What to do: Return all of the data that follows precisely, leaving every image out.

Source data:
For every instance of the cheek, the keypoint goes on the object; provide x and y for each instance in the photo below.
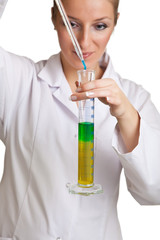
(64, 40)
(102, 41)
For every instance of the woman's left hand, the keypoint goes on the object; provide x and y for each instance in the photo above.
(108, 92)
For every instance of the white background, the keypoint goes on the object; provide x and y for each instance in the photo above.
(26, 29)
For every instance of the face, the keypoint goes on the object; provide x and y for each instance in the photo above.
(93, 23)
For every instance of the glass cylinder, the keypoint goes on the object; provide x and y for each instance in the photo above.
(85, 185)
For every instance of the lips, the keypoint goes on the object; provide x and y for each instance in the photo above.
(85, 54)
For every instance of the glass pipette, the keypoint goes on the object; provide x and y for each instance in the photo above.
(70, 31)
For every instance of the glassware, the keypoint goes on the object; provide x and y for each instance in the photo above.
(85, 185)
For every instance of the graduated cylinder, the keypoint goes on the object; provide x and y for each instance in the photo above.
(86, 134)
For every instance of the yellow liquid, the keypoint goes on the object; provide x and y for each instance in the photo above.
(85, 155)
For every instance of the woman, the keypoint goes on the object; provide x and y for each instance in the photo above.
(38, 125)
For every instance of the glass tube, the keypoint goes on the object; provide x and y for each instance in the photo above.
(85, 185)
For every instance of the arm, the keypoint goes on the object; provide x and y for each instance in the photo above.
(142, 164)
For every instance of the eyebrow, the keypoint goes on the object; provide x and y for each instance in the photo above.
(96, 20)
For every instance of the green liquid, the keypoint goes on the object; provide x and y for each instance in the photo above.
(85, 154)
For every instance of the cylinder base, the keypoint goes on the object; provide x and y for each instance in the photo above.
(85, 190)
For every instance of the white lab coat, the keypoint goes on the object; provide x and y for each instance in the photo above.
(38, 125)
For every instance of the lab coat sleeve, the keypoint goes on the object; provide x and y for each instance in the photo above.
(2, 6)
(142, 165)
(16, 74)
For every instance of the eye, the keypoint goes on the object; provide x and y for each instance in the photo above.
(101, 26)
(74, 24)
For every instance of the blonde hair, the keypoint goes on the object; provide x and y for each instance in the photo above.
(115, 4)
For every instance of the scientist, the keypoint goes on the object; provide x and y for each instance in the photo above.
(38, 125)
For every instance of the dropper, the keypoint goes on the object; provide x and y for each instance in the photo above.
(70, 31)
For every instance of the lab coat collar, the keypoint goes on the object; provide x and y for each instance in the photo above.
(52, 72)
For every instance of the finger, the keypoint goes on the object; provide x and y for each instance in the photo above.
(90, 94)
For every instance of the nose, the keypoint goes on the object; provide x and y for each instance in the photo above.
(84, 39)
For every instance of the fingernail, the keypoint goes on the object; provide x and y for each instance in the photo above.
(89, 94)
(78, 89)
(72, 98)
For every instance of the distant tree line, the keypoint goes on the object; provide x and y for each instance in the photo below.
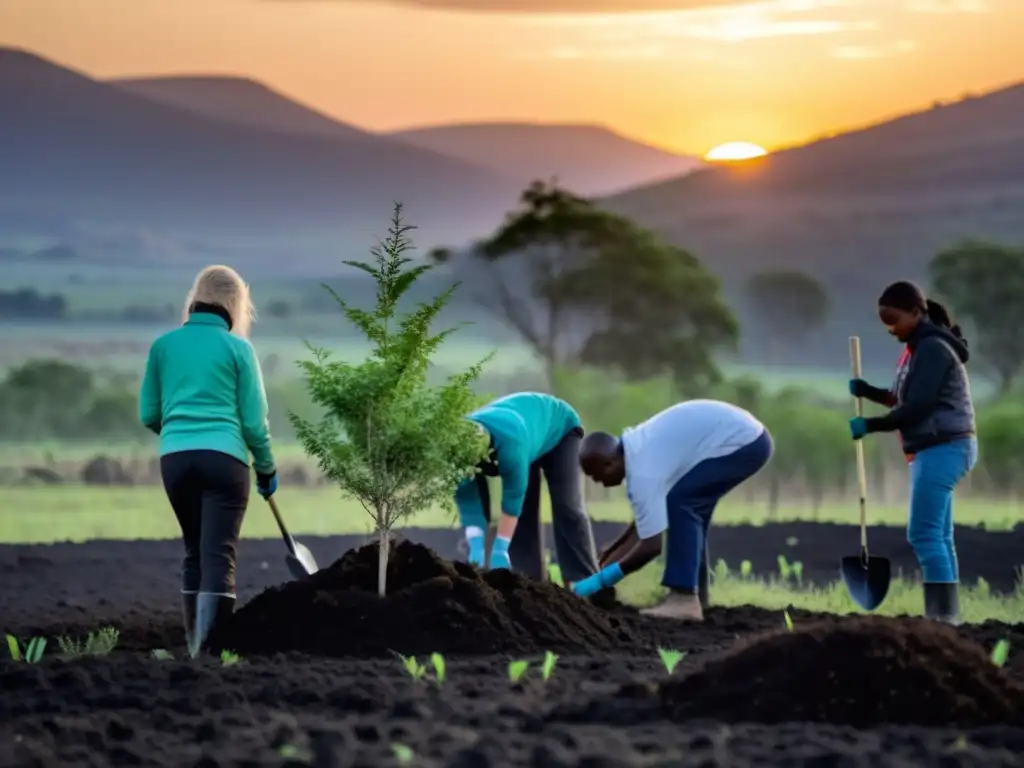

Task response:
For every instance of the cheek, the keypoint goes on the object; provide x and y for each instance in the photo below.
(64, 40)
(102, 41)
For every instance of the woman's left hand, the keypoint goes on the object; provide x and y for each instance in the photo above.
(108, 92)
For every instance of the white background, the keypoint goes on the object; provide x and y for each instance in the photo above.
(26, 29)
For every instance of the face, the keypoint goes on the object; provide x and y for each instance in the photo above.
(93, 23)
For every instance of the glass cylinder, the keypoint goes on the object; provide x and y for each instance in the photo above.
(85, 185)
For every instance of the lips, the keypoint goes on the object; provide x and y for each instance in the photo above.
(85, 54)
For every instance of the glass pipette, the keypoint goes on the object; provide x and y for each instance in the photo above.
(70, 31)
For every instance of the glassware, the keypoint goes on the object; provide x and y for each instance in the photo above.
(85, 185)
For every instance of the graduated cylinder, the keypoint goes on the object; provide x and y for each instance in the photo above.
(86, 134)
For every instance of the yellow liquid, the keypoint goes on the object; provide x and y for each instance in the photo above.
(85, 155)
For every instance of the woman, the keypoint goes on the object; provide x and y for each instance in the photo above.
(38, 125)
For every instance of the glass tube, the keypoint goes on the object; provide x and y for each instance in the photo above.
(85, 185)
For every instance of the arm, the keypoint goes on the object; provide x and y for each instance in the photo above.
(142, 164)
For every instance of the eyebrow, the keypoint goes on the object; provide x and y for each instance in the photo above.
(96, 20)
For every instance of the green liquid, the keypoint goes on the object; provide x and y for each instance in the photo above.
(85, 154)
For every instance of the cylinder base, the keypoint goes on the object; provide x and y for each instance in the photo above.
(85, 190)
For every instance of the white lab coat, the keypoint goes on the object; provide x and y for each instance in the photo above.
(38, 125)
For every instance of the lab coat sleeve, the keypoint goes on the object; provide x and y for each instance in the photo above.
(2, 6)
(142, 165)
(16, 74)
For every instance of the eye, the keypoint goes on the object; provide x and y for each instance in the photo above.
(101, 26)
(74, 24)
For every instance of the blonde hair, the keypoint goes on the object; provide x and y for each instance in the photo above.
(115, 4)
For every instance of the scientist, the keypoint goes on the object; provide x and y for each instance in the photo above.
(38, 125)
For every instance of the dropper, the keypoint goes on the object; provide x and y for each instance in the photo above.
(70, 31)
For every instance of the lab coat collar, the keypoint goes on the object; provide x and y for each instance in the photo above.
(52, 72)
For every instance of the finger, the keypoint goes on the object; provide x and y for each instance in the photo above.
(90, 94)
For every instance of the nose, the keypoint goes on the object; provide x and y for each instance in the photo above.
(84, 39)
For every instance of the fingernail, the keypoint goes on the object; provide x and y for each instance in the photo above.
(89, 94)
(78, 89)
(72, 98)
For every instance of the distant tree line, the keypoint goes on the object; provide x and y for each instance in the photo below.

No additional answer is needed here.